**Complete the following**
(a) Transcribe the part of the text on Sandra Ormiston's paintings from "Sandra appears to" to "up new signs.".
(b) Answer these questions using the text on Sandra Ormiston's paintings:
(i) In which year was Sandra admitted to the Royal Scottish National Hospital, Larbert?
(ii) At which school in Edinburgh did she learn to sign, read and write?
(iii) What art school did her father attend?

**Text passage**

• • • • • • •

Naive Art: the paintings of Sandra Ormiston

 Derived from an original article: “sandra’s eye view” in Mental Health Care, Dec 1998 Vol 2 Issue 4. Author Rob Kay

Sandra was born in Stirling on March 2nd 1963. Her prolific artistic output draws on a wide range of experiences and interests, especially holidays, social events like weddings and dinners, shopping, clothes and fashion. Her inspiration ranges from the intimate to the formal, and gives evidence of a growing artistic maturity. Her pictures are especially strong in composition, and her use of colour is bold and stylish.

As a child, she was thought to be deaf and autistic, and a learning disability was not suspected until she was nineteen years old. She attended Dawson Park School and then Donaldson’s School for the Deaf in Edinburgh where she learned to sign, to read and write. From the moment she could hold a pencil she wanted to draw. However, she has never attended formal art classes.

Sandra appears to have inherited her talent from her father, who attended Glasgow School of Art and went on to work as an industrial designer. She is the oldest of three children. Her brother and sister are both talented amateur artists.

Sandra was admitted to the Royal Scottish National Hospital, Larbert in 1983  where she lived for over ten years.

In July 1994 she left the hospital and now lives at Alanmor, a residential home for people with learning disabilities in Falkirk managed by  NHS Forth valley, where she has her own room and contributes to the household in many ways.


Sandra has difficulty communicating in a conventional way - she cannot speak but has a very expressive range of expressions and gestures. She uses Makaton and BSL very unconventionally and enjoys making up new signs.

• • • • • • •

**Extracted data**
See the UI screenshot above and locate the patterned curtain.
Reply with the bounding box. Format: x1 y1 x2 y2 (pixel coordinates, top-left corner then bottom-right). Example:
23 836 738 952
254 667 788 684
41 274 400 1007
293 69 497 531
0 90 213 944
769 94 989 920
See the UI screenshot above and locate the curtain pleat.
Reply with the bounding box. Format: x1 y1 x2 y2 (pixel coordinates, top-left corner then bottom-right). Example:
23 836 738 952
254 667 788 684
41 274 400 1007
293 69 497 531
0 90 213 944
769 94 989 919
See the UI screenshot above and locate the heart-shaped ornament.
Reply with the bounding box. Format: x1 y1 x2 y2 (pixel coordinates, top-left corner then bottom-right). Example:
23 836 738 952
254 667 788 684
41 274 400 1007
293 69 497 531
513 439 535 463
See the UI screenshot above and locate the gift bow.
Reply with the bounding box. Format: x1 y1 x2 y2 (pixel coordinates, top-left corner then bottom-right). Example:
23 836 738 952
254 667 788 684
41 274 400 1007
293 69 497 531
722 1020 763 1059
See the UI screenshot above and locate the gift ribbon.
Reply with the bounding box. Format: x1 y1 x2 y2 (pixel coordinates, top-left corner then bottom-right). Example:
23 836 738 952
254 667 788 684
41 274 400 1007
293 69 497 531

• • • • • • •

**Answers to the tasks**
(a)
Sandra appears to have inherited her talent from her father, who attended Glasgow School of Art and went on to work as an industrial designer. She is the oldest of three children. Her brother and sister are both talented amateur artists.

Sandra was admitted to the Royal Scottish National Hospital, Larbert in 1983  where she lived for over ten years.

In July 1994 she left the hospital and now lives at Alanmor, a residential home for people with learning disabilities in Falkirk managed by  NHS Forth valley, where she has her own room and contributes to the household in many ways.


Sandra has difficulty communicating in a conventional way - she cannot speak but has a very expressive range of expressions and gestures. She uses Makaton and BSL very unconventionally and enjoys making up new signs.

(b)
(i) 1983
(ii) Donaldson's School for the Deaf
(iii) Glasgow School of Art